Requirements: Identify every line in the items below that contains the string "credit", and copy each such line in full.

Excerpts of location labeling data:
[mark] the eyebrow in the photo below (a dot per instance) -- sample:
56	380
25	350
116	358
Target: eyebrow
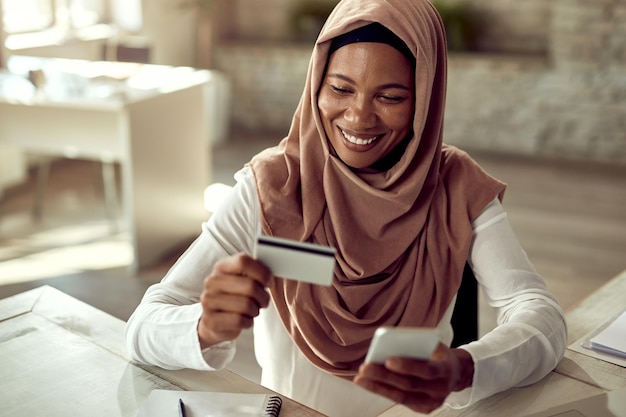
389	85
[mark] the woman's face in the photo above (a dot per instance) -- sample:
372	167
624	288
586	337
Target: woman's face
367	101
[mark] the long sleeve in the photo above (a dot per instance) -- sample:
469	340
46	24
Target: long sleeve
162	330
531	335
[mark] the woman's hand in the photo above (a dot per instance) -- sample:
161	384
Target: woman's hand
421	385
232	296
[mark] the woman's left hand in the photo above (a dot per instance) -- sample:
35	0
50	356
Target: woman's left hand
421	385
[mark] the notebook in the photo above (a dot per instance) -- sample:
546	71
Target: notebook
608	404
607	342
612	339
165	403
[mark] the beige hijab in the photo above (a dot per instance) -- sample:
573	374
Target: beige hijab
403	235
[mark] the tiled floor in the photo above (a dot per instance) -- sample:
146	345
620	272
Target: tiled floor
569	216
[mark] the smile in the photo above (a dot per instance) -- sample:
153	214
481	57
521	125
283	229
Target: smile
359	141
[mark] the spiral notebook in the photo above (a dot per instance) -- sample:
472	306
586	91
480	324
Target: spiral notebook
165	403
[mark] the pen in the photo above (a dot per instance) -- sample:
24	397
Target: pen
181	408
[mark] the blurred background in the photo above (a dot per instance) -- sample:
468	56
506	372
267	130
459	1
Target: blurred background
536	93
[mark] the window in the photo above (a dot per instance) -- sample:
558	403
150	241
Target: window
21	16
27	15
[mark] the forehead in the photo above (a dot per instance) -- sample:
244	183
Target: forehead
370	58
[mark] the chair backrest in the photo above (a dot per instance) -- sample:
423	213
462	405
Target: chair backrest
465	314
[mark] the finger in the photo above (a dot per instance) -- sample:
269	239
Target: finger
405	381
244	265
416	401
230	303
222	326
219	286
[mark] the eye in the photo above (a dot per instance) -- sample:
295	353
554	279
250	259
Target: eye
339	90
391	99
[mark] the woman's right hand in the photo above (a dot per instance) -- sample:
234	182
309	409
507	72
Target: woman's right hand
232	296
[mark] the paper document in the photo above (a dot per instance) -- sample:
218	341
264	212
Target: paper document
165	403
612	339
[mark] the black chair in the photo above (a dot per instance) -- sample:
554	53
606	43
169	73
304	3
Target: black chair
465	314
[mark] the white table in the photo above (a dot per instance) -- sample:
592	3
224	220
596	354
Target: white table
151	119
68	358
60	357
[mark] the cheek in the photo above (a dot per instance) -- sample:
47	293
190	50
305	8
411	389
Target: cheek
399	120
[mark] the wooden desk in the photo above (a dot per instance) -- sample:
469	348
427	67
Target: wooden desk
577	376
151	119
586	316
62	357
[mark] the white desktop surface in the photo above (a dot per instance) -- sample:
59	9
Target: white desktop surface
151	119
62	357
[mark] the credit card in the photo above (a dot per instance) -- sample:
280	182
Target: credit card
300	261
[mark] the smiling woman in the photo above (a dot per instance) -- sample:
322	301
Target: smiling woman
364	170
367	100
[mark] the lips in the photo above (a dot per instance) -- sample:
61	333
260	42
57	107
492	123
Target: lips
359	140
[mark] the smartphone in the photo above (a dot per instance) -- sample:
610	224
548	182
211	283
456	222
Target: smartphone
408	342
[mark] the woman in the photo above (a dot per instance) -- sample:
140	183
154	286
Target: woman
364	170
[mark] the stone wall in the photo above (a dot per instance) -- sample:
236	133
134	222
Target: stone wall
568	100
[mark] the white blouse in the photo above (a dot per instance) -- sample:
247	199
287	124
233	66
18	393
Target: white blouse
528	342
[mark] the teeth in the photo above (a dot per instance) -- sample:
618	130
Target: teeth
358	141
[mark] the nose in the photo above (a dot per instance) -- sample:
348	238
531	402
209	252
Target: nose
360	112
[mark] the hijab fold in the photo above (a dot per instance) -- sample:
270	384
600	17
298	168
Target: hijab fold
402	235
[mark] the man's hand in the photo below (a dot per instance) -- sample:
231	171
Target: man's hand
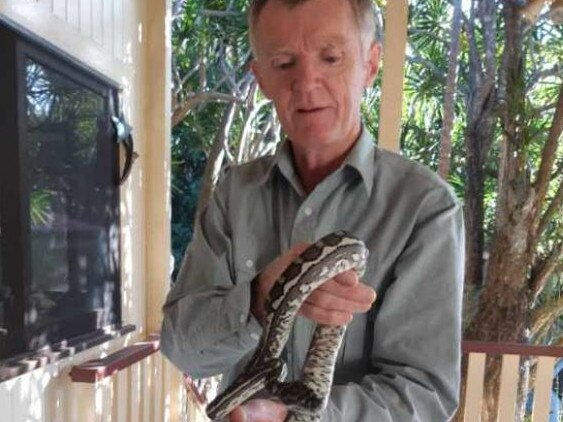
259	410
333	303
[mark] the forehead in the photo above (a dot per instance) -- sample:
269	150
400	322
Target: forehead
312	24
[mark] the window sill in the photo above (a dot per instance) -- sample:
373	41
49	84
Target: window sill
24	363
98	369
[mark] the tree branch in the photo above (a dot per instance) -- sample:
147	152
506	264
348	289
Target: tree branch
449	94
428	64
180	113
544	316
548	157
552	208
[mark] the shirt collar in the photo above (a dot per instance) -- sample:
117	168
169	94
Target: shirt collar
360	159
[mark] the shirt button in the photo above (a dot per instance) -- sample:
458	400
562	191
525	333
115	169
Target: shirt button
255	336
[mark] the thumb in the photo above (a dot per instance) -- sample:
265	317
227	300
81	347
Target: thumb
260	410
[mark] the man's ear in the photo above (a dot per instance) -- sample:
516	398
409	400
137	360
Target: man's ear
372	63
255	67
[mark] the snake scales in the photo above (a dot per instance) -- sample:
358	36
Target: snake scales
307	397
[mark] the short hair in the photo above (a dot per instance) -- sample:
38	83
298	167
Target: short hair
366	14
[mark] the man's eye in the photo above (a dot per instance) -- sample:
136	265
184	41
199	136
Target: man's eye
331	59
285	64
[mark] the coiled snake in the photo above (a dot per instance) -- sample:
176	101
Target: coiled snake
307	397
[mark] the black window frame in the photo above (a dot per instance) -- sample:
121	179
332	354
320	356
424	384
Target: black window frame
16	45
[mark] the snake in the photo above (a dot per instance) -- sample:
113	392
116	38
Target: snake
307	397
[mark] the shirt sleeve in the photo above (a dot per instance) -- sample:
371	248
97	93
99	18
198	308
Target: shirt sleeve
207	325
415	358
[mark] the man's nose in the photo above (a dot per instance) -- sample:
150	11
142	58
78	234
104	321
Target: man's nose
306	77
---
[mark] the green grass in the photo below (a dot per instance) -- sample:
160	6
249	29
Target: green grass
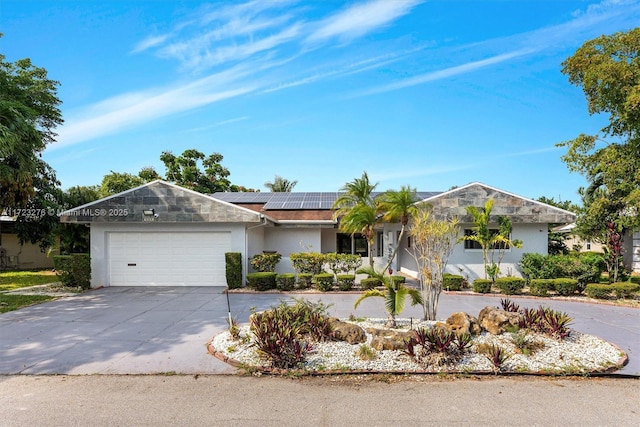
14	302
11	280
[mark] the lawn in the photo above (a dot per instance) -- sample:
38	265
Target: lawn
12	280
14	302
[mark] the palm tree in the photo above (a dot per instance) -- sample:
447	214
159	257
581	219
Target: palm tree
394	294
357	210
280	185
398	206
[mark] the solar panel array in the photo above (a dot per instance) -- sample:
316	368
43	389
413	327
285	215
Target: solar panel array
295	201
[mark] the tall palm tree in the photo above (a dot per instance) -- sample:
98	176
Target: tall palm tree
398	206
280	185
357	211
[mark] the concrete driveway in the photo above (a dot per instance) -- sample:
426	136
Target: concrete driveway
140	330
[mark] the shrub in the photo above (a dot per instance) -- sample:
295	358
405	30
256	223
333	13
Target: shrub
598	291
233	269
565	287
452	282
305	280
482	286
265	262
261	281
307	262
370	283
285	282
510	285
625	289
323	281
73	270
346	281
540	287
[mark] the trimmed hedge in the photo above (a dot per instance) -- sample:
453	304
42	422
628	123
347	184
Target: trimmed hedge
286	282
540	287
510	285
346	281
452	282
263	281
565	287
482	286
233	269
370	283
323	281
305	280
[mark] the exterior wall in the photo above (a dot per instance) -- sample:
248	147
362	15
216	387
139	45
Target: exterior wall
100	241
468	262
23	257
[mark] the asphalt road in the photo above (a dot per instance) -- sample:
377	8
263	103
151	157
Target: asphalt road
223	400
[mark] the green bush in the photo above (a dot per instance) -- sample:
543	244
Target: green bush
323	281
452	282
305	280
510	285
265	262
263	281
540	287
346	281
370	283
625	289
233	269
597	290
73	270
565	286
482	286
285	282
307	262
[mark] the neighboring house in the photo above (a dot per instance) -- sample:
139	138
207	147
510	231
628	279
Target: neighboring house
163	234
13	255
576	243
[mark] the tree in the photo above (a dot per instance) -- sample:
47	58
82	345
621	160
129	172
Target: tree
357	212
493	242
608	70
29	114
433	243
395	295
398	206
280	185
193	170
...
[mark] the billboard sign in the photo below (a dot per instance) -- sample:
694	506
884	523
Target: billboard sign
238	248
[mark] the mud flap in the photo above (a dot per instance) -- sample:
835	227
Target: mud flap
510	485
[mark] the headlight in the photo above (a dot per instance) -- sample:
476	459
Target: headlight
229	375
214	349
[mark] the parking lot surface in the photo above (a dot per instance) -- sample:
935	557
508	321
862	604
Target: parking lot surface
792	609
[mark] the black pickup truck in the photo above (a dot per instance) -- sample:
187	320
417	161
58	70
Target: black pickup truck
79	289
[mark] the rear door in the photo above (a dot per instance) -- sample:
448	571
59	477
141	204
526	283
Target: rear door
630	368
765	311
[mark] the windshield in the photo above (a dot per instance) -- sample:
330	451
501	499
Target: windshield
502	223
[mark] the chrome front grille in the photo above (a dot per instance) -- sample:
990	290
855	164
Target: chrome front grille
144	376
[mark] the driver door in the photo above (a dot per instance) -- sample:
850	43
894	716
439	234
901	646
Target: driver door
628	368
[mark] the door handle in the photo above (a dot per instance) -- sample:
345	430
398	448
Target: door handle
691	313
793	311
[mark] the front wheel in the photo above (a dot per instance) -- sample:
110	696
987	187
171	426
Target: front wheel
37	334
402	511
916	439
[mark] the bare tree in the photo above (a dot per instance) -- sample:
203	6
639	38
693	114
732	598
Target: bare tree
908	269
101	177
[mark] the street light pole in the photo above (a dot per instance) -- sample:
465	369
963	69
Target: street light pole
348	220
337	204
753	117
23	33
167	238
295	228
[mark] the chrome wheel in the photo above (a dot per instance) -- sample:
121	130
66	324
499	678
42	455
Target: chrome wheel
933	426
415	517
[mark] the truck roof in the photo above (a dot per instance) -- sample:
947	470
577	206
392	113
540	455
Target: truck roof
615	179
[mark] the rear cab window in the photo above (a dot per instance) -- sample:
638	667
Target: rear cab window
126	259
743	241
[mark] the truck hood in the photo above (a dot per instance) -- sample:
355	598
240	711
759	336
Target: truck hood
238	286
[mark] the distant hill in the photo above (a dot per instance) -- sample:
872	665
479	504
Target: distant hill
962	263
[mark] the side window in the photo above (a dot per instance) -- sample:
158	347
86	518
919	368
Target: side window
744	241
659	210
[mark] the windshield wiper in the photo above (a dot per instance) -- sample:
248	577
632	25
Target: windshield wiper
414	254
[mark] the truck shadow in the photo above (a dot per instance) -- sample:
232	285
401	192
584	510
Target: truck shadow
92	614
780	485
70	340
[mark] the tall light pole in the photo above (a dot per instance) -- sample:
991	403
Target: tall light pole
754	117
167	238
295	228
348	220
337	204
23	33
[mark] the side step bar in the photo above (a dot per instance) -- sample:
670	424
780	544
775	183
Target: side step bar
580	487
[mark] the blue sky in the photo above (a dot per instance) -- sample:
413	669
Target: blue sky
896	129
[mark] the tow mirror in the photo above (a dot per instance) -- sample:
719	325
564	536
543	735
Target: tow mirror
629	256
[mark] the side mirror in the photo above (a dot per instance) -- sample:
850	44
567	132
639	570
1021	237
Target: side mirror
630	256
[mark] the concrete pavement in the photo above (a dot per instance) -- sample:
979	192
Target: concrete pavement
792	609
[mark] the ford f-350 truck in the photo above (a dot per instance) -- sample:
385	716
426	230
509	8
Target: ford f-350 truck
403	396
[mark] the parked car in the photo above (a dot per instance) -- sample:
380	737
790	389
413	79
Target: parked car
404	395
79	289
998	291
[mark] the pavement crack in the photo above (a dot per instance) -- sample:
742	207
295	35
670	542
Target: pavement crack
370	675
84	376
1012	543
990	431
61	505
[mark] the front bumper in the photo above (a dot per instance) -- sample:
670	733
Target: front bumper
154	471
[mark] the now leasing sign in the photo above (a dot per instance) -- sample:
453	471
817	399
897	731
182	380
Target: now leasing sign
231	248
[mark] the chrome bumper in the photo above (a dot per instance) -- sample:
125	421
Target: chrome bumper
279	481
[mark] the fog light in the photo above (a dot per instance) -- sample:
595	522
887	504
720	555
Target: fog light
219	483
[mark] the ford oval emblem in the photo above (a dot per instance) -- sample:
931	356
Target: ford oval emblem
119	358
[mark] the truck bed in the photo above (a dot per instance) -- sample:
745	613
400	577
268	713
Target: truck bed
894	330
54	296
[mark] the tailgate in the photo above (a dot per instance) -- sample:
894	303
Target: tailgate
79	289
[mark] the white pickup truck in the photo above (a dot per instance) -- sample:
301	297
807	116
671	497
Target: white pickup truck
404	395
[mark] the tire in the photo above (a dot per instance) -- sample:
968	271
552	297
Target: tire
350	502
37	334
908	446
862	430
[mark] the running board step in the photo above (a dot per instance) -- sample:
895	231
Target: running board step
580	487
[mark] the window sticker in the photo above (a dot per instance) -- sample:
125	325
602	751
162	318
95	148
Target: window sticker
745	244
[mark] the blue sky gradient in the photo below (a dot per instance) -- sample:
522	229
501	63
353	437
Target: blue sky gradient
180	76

Finished exercise:
[mark] the credit card in the photo above (a dot per instance) -- sample:
Target: credit card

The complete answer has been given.